What you need to do | Please count the lines in the entries below that contain the string "closet", matching case exactly, and reply with only the number.
────────────────────────────────────────
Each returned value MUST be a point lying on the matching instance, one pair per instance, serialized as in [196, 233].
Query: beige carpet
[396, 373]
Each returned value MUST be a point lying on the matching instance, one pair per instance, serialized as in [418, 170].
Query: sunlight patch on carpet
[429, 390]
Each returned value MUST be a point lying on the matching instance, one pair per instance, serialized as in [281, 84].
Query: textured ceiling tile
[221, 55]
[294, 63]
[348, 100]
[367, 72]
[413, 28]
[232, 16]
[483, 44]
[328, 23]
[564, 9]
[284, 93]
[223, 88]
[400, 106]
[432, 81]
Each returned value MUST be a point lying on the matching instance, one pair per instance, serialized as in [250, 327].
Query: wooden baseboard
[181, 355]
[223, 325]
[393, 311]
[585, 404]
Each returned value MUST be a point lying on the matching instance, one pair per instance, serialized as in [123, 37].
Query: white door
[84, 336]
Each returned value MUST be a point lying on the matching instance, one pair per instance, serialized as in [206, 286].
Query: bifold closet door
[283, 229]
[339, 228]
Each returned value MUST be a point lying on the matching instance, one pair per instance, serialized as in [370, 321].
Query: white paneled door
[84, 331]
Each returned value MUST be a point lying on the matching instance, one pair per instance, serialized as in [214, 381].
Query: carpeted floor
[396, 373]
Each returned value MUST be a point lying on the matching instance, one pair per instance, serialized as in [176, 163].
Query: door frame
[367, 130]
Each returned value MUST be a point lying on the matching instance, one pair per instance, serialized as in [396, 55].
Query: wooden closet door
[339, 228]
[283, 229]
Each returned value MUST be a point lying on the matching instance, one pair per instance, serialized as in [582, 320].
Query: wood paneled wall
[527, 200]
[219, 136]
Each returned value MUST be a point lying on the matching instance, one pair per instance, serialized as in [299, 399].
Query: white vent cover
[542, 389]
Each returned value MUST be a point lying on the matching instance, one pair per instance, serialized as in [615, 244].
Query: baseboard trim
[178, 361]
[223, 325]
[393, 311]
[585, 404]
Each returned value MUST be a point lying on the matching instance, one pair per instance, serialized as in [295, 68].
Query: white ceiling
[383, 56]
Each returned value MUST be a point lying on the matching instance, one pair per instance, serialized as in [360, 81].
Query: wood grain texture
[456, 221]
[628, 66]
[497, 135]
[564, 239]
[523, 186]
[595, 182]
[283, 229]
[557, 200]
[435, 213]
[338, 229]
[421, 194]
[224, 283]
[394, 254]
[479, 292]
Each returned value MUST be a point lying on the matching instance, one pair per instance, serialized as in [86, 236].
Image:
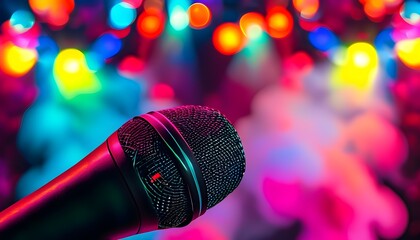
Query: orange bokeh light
[279, 22]
[150, 24]
[251, 23]
[306, 8]
[200, 15]
[228, 38]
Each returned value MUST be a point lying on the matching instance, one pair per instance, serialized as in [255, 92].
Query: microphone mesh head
[215, 145]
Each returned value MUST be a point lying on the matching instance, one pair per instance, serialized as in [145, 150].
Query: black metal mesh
[215, 145]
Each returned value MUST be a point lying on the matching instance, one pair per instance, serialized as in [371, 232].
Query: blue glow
[21, 21]
[323, 39]
[107, 45]
[121, 15]
[410, 12]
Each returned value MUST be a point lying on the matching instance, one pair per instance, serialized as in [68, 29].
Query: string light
[252, 25]
[228, 38]
[199, 15]
[279, 22]
[121, 15]
[16, 61]
[150, 23]
[72, 75]
[408, 52]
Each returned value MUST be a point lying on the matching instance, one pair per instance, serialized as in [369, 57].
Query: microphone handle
[101, 197]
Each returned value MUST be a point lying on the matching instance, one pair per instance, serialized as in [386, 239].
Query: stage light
[121, 15]
[323, 39]
[107, 45]
[408, 52]
[279, 22]
[374, 8]
[72, 75]
[410, 12]
[21, 21]
[228, 38]
[199, 15]
[131, 66]
[252, 25]
[359, 68]
[150, 23]
[178, 18]
[306, 8]
[162, 91]
[133, 3]
[55, 12]
[16, 61]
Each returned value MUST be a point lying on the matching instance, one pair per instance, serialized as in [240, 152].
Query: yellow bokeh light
[16, 61]
[306, 8]
[228, 38]
[359, 67]
[408, 51]
[199, 15]
[72, 74]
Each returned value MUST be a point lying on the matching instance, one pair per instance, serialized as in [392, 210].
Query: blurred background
[324, 94]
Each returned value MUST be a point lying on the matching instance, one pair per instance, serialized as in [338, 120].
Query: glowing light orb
[21, 21]
[107, 45]
[408, 52]
[228, 38]
[16, 61]
[252, 25]
[150, 24]
[72, 74]
[375, 9]
[121, 15]
[306, 8]
[199, 15]
[134, 3]
[178, 18]
[359, 68]
[54, 12]
[410, 12]
[323, 39]
[279, 22]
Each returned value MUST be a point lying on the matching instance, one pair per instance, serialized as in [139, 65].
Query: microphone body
[98, 198]
[159, 170]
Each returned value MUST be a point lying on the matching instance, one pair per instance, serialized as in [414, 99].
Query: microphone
[159, 170]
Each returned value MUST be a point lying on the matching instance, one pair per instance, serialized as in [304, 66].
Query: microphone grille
[215, 145]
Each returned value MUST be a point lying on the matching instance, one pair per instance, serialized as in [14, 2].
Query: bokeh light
[410, 12]
[199, 15]
[150, 23]
[323, 39]
[121, 15]
[22, 20]
[359, 68]
[72, 75]
[54, 12]
[408, 52]
[16, 61]
[178, 18]
[279, 22]
[134, 3]
[228, 38]
[252, 25]
[162, 91]
[306, 8]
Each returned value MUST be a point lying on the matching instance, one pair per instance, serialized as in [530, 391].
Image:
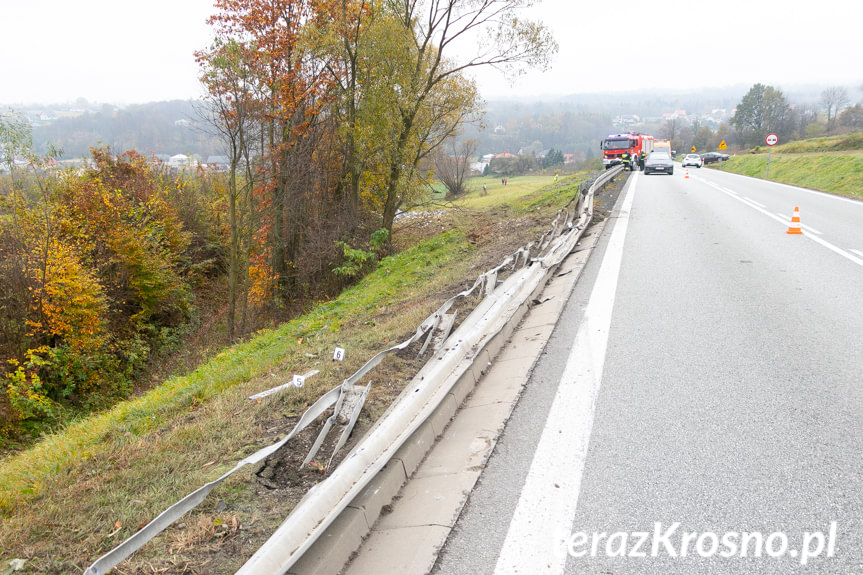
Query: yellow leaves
[69, 299]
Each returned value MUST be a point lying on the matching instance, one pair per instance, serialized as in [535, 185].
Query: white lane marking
[783, 221]
[546, 508]
[802, 226]
[760, 205]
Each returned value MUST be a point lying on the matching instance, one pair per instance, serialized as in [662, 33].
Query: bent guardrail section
[504, 306]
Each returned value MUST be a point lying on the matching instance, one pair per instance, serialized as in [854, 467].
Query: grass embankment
[833, 164]
[80, 492]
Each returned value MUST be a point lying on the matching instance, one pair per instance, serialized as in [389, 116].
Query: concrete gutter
[372, 474]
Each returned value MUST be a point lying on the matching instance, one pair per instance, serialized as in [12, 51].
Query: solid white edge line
[802, 226]
[806, 233]
[544, 513]
[760, 205]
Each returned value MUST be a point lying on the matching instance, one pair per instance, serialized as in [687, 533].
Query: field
[833, 165]
[80, 492]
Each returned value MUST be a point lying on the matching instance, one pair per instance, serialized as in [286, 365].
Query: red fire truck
[614, 146]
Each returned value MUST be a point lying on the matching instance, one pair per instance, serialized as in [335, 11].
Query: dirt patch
[240, 515]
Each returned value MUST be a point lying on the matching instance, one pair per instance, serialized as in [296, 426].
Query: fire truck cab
[615, 145]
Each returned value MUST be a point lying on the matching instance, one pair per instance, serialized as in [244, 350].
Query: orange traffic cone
[794, 228]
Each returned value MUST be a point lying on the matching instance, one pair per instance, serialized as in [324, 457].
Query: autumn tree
[762, 111]
[452, 165]
[833, 99]
[433, 95]
[231, 108]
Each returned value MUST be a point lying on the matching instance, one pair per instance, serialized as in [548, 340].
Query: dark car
[658, 162]
[711, 157]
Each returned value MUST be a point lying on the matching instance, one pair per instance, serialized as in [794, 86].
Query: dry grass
[78, 494]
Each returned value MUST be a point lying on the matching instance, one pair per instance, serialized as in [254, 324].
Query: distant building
[218, 163]
[179, 161]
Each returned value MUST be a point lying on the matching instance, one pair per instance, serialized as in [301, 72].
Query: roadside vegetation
[84, 489]
[829, 164]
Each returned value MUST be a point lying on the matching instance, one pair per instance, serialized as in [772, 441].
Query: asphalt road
[720, 412]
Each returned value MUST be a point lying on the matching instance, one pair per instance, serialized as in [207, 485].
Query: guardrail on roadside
[502, 305]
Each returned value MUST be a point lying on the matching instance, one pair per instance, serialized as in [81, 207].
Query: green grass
[836, 173]
[79, 492]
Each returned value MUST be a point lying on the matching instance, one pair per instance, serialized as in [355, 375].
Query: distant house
[218, 163]
[179, 161]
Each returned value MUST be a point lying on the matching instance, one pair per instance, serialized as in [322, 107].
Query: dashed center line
[807, 232]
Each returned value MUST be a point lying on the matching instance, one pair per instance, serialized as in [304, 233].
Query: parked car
[692, 160]
[710, 157]
[658, 162]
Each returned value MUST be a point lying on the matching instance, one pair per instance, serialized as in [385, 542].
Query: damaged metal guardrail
[325, 501]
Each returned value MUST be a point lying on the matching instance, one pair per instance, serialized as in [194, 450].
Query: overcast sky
[129, 52]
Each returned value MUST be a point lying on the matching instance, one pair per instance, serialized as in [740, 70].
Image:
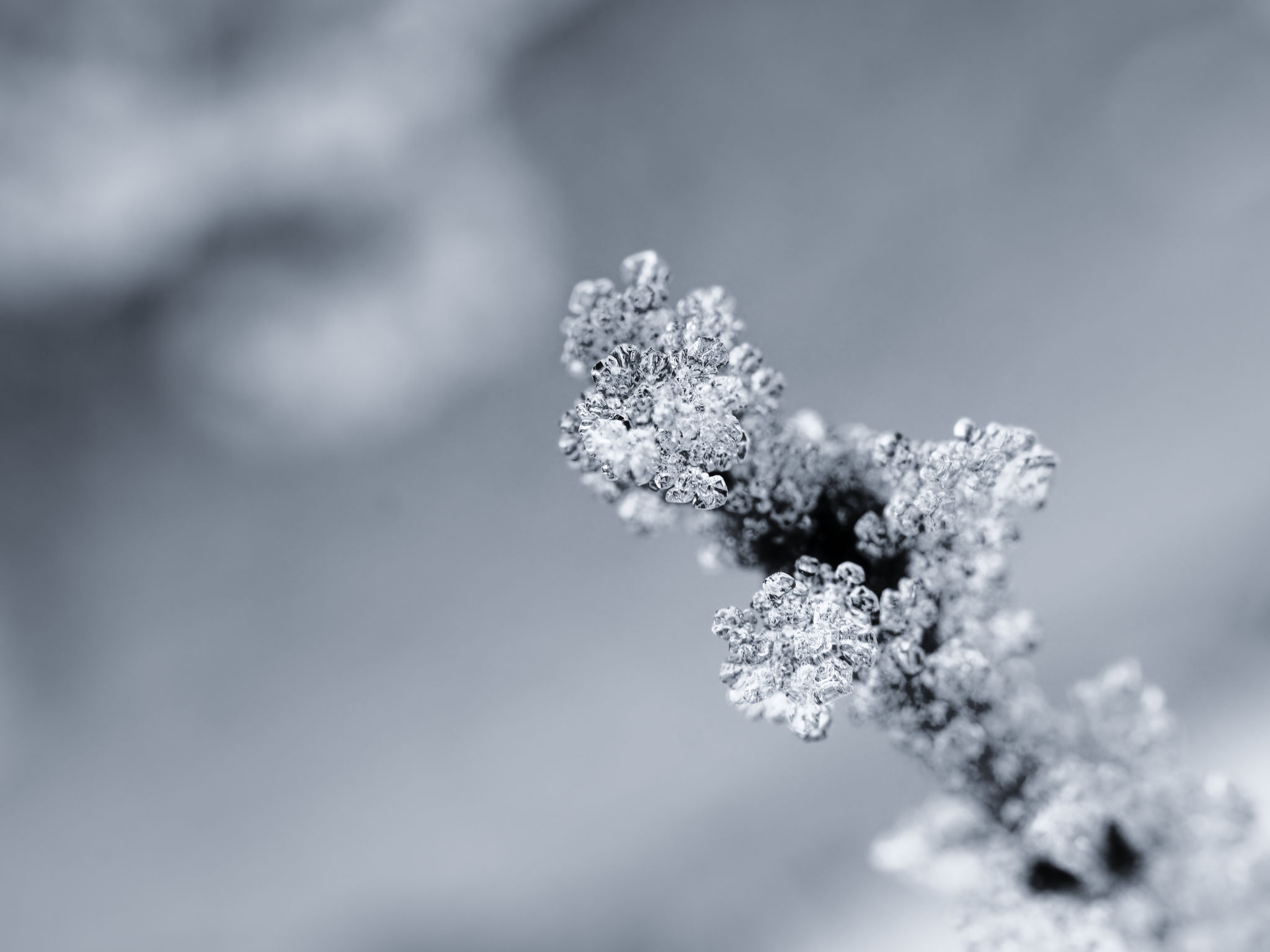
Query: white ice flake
[887, 579]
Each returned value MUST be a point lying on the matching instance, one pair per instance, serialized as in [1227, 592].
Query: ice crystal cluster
[887, 593]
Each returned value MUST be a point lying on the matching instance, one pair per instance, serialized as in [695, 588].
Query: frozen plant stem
[887, 592]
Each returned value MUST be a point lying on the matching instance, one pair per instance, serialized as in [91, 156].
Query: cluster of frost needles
[887, 594]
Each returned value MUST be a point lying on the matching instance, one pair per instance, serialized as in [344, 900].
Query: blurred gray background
[309, 640]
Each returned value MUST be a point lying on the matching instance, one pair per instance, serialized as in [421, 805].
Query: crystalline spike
[779, 586]
[1067, 829]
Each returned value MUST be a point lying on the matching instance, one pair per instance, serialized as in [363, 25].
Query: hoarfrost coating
[887, 592]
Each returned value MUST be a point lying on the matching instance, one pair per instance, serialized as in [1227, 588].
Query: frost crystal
[887, 591]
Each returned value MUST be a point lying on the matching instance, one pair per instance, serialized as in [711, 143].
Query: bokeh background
[309, 640]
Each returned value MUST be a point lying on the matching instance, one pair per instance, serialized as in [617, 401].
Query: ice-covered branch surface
[887, 591]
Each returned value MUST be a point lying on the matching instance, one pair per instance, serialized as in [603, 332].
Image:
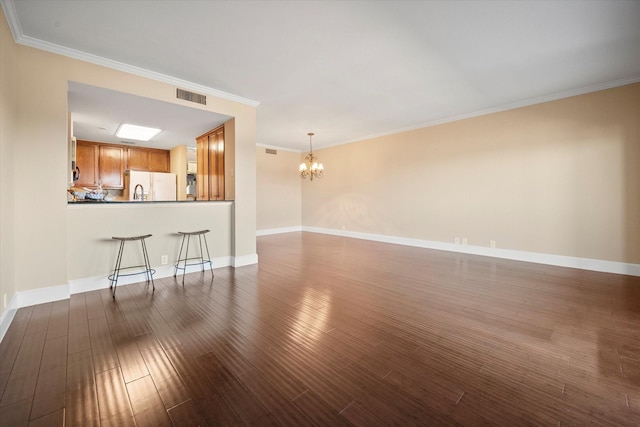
────────────────────────────────────────
Task response | 2